## [Short task A]
Answer these about the Perl regex thread:
(i) In the Python version, what does the poster say will be shown?
(ii) Which file could not be located, according to the error reported by user1070579?
(iii) In the final answer, which two anchors mark the beginning and end of the pattern?

## [Extracted text]

▬▬▬

0

I want to find a string that begins with http:// and ends with .com. but the http:// and .com it doesn't need to be printed.

$str = "http://example.com";
$str =~ /http:\/\/example.com/;$result = "$&\n";
print $result; 

essentially the same as that done with python.

#!/usr/bin/python
import re
str = 'http://example.com'
search = re.search(r'http://(\w+).com', str)
if search:
  print search.group(1)

it will only show "example". How to do it in Perl?

Sinan Ünür
  • 116,958
  • 15
  • 196
  • 339
  • Why was this question, as were many of its ostensibly correct answers, downvoted without comment? The OP may be weak on applied regexen, and regexen may be a poor tool for the job, but the question strikes me as quite legitimate. +1 to compensate. – pilcrow May 19 '12 at 03:10
  • @pilcrow Multiple question marks, leaning toothpicks, and not using capturing in the Perl version even though it is present in the Python version indicates a lack of effort to me. That's the reason for my `-1`. I improved the title, but there is no reason to reward posters who don't take the time to compose a decent question. – Sinan Ünür May 19 '12 at 03:38
  • @SinanÜnür, thank you for outlining your reasons. I agree, FWIW. As a separate matter, and IMHO, downvoting *without explanation* is the worse crime. Silent downvotes are merely punitive to the poster, whereas articulated downvotes are remedial. – pilcrow May 19 '12 at 03:54

4 Answers4

3

Robust solution with a specialised parser:

use feature 'say';
use strict; use warnings;

use URI;
use URI::Find;

URI::Find->new(sub {
    my $uri = shift;
    say $uri->host =~ m{(\w+)[.]com\z};
})->find(\ (my $x = q{http://example.com/}) );
Sinan Ünür
  • 116,958
  • 15
  • 196
  • 339
daxim
  • 39,270
  • 4
  • 65
  • 132
  • i got some errors. Can't locate URI/Find.pm in @INC (@INC contains: /etc/perl /usr/local/lib/perl/5.10.1 /usr/local/share/perl/5.10.1 /usr/lib/perl5 /usr/share/perl5 /usr/lib/perl/5.10 /usr/share/perl/5.10 /usr/local/lib/site_perl .) – user1070579 May 18 '12 at 10:23
  • 3
    From the [Stack Overflow Perl FAQ](http://stackoverflow.com/questions/tagged/perl?sort=faq): [What's the easiest way to install a missing Perl module?](http://stackoverflow.com/questions/65865/whats-the-easiest-way-to-install-a-missing-perl-module) – daxim May 18 '12 at 10:36
  • ① Not quite correct. As written (assuming `$text = 'http://example.com'`), this code prints "example.com1\n". You don't mean to assign the return value of `print` to `$host`. ② The call to `URI->new` is superfluous, as `$uri` is already a subclass of `URI`. ③ This approach *modifies* `$text`, which may or may not be acceptable but is certainly worth noting. – pilcrow May 19 '12 at 02:56
  • Update: Sinan Ünür has remedied the above. – pilcrow May 19 '12 at 03:57
0

Try this simple code:

$str = 'http://example.com'; 
print "$_\n" for $str =~ m{\A http:// (\w+) [.] com \z}x;

To ensure your result is complete, anchor the pattern at the beginning , \A, and end, \z. Use a different pattern delimiter than / to avoid the leaning toothpick syndrome, and use the x option to make your pattern more readable.

▬▬▬

Recorded data:
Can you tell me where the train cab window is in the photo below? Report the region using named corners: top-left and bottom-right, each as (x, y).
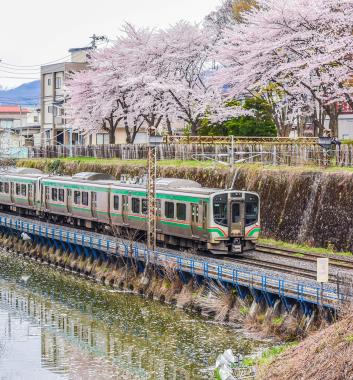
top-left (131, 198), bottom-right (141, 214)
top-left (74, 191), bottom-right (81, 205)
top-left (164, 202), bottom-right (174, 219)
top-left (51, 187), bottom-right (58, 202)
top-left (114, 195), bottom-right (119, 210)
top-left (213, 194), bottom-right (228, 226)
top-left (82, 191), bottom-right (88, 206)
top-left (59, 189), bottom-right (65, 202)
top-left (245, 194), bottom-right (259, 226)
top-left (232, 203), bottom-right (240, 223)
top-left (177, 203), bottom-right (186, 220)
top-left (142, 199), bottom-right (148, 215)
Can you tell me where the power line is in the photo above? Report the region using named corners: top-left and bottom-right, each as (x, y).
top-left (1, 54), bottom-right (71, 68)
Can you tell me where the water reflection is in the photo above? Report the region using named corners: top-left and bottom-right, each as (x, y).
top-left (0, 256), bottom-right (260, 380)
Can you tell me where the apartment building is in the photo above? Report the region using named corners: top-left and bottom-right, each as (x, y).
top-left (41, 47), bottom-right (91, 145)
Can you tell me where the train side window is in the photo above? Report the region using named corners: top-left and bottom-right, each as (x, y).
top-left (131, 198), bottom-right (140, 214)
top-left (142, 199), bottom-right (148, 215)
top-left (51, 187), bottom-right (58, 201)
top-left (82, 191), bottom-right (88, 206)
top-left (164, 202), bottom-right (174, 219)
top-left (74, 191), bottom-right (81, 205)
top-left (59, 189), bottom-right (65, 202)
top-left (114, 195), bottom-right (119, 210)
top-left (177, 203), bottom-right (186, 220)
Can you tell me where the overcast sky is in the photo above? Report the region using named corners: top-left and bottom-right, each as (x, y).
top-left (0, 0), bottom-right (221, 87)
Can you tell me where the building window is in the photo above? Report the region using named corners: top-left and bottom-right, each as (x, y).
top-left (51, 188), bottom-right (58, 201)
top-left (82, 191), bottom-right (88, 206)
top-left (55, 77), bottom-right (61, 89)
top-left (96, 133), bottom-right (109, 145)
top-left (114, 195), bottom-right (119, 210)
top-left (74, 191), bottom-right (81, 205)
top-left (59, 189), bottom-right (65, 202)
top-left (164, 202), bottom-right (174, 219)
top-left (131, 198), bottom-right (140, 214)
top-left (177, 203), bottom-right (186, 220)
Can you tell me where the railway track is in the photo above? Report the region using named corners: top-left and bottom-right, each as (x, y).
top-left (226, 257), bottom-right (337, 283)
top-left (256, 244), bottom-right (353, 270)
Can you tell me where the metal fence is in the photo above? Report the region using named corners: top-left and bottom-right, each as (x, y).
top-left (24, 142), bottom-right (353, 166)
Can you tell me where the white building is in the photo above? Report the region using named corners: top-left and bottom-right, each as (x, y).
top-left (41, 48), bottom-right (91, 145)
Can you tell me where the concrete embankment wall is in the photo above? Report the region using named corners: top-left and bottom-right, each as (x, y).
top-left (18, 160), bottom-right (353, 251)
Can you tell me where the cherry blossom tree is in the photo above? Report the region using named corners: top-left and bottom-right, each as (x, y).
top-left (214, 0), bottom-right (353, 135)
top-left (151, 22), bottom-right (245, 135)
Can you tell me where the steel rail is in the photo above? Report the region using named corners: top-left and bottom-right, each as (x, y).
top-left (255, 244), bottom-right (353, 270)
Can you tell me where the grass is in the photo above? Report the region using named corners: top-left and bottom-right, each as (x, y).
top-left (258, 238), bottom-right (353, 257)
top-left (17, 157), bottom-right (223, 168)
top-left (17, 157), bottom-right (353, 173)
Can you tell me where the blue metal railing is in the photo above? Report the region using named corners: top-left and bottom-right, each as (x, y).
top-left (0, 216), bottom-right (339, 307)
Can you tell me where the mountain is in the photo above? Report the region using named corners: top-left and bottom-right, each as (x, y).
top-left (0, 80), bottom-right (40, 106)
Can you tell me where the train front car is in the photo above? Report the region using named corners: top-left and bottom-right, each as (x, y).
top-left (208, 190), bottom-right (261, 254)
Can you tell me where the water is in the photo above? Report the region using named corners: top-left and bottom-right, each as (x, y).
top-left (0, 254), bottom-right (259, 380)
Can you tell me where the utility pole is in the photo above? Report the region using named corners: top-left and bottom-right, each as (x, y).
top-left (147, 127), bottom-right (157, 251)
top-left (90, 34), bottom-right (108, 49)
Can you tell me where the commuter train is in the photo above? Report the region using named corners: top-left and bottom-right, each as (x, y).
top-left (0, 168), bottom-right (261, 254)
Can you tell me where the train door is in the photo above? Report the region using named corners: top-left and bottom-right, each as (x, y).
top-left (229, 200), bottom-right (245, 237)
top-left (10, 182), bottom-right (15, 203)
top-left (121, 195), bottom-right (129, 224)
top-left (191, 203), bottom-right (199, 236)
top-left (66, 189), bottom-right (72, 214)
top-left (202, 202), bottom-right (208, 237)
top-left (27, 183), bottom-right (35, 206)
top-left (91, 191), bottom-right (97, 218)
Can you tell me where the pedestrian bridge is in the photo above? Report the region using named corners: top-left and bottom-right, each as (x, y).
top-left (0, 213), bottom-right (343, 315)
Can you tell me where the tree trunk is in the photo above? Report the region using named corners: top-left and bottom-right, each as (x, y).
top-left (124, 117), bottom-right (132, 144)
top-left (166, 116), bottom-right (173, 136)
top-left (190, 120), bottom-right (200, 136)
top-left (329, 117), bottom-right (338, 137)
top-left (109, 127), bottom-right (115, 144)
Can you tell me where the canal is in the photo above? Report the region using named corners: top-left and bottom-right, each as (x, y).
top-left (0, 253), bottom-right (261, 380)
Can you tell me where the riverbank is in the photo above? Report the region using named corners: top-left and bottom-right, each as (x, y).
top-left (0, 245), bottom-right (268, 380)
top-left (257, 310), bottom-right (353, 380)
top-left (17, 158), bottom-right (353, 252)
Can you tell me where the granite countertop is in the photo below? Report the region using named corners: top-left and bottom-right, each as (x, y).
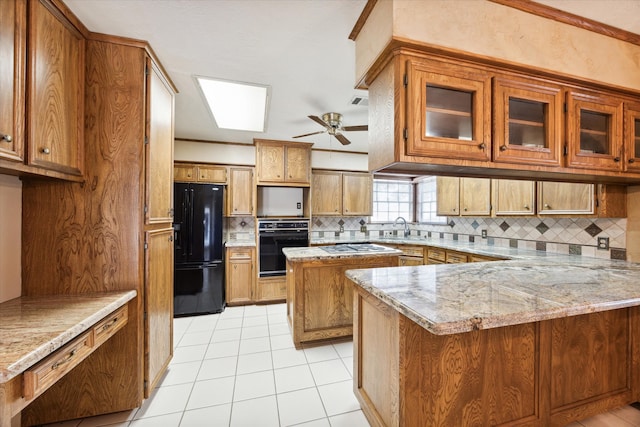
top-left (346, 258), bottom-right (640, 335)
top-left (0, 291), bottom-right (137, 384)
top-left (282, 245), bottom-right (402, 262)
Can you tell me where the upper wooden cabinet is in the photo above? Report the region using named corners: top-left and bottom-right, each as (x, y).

▬▬▬

## [Short task B]
In the entries, begin at the line that has "Can you tell me where the train door" and stop after the line that has "top-left (0, 213), bottom-right (343, 315)". Switch "named corners" to "labeled corners" in those lines and give them again with nothing else changed.

## [Worked answer A]
(i) "example"
(ii) URI/Find.pm
(iii) \A and \z

## [Worked answer B]
Can you tell me where the train door is in the photo above? Report the region using labeled corners: top-left and bottom-right, each as (x, y).
top-left (229, 200), bottom-right (245, 237)
top-left (10, 182), bottom-right (15, 203)
top-left (121, 195), bottom-right (129, 224)
top-left (191, 203), bottom-right (199, 236)
top-left (66, 189), bottom-right (72, 214)
top-left (202, 202), bottom-right (208, 237)
top-left (27, 183), bottom-right (35, 206)
top-left (91, 191), bottom-right (97, 218)
Can you tell me where the pedestrian bridge is in the photo above? Report the region using labeled corners: top-left and bottom-right, each as (x, y).
top-left (0, 213), bottom-right (343, 315)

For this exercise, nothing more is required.